Write out the data below word for word, leaving out the pictures.

(Stored entries)
-- -- --
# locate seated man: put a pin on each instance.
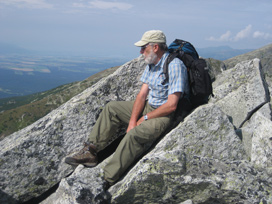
(146, 120)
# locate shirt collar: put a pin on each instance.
(160, 63)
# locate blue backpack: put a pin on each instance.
(198, 73)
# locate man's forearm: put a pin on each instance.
(165, 109)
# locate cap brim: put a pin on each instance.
(140, 43)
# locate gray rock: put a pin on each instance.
(32, 159)
(241, 90)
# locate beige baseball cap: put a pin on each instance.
(152, 36)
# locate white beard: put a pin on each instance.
(151, 58)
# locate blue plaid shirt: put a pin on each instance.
(154, 77)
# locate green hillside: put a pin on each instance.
(19, 112)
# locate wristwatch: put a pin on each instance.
(145, 117)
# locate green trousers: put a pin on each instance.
(132, 145)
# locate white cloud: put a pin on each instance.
(243, 33)
(258, 34)
(104, 5)
(39, 4)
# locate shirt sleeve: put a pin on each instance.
(145, 75)
(177, 76)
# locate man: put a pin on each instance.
(146, 120)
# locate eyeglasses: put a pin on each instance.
(143, 47)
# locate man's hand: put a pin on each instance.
(138, 107)
(130, 127)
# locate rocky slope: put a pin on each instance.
(220, 153)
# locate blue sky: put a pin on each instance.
(110, 28)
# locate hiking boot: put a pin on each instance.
(86, 156)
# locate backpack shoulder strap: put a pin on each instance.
(169, 59)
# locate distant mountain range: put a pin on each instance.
(219, 53)
(19, 112)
-- -- --
▶ Result for this exercise
# locate seated man: put a pin on each instance.
(146, 120)
# locate shirt collar: put a pin on each instance.
(160, 63)
# locate blue backpack: put a pin on each instance.
(198, 73)
# locate man's forearm: put a pin on each instance.
(165, 109)
# locate cap brim: put a pin on each instance.
(140, 43)
# locate gray rock: put a pin on each instance.
(32, 159)
(241, 90)
# locate beige baseball cap: put a pin on each instance.
(152, 36)
# locate white beard: put a pin on each instance.
(151, 58)
# locate blue plaid shirt: put a pin on each instance.
(154, 77)
# locate green hillside: put a pin on each instance.
(19, 112)
# locate wristwatch: put a pin on each instance.
(145, 117)
# locate green trousers: put a pin on each instance.
(132, 145)
# locate white cloud: put a pin on each instance.
(243, 33)
(258, 34)
(104, 5)
(39, 4)
# locate shirt sleeve: put a pin on each instance.
(145, 75)
(177, 76)
# locate man: put a pin on each instance.
(146, 120)
# locate eyeglasses: put a pin on each instance.
(143, 47)
# locate man's hand: put a pin on each instance.
(138, 107)
(130, 127)
# locate rocky slope: put a pin on each instance.
(220, 153)
# locate blue sky: put a pin on each instance.
(110, 28)
# locate hiking boot: put a pin on each instance.
(86, 156)
# locate backpack shoulder strap: put a pin on each instance.
(169, 59)
# locate distant mountain range: put a pin on each instance.
(219, 53)
(19, 112)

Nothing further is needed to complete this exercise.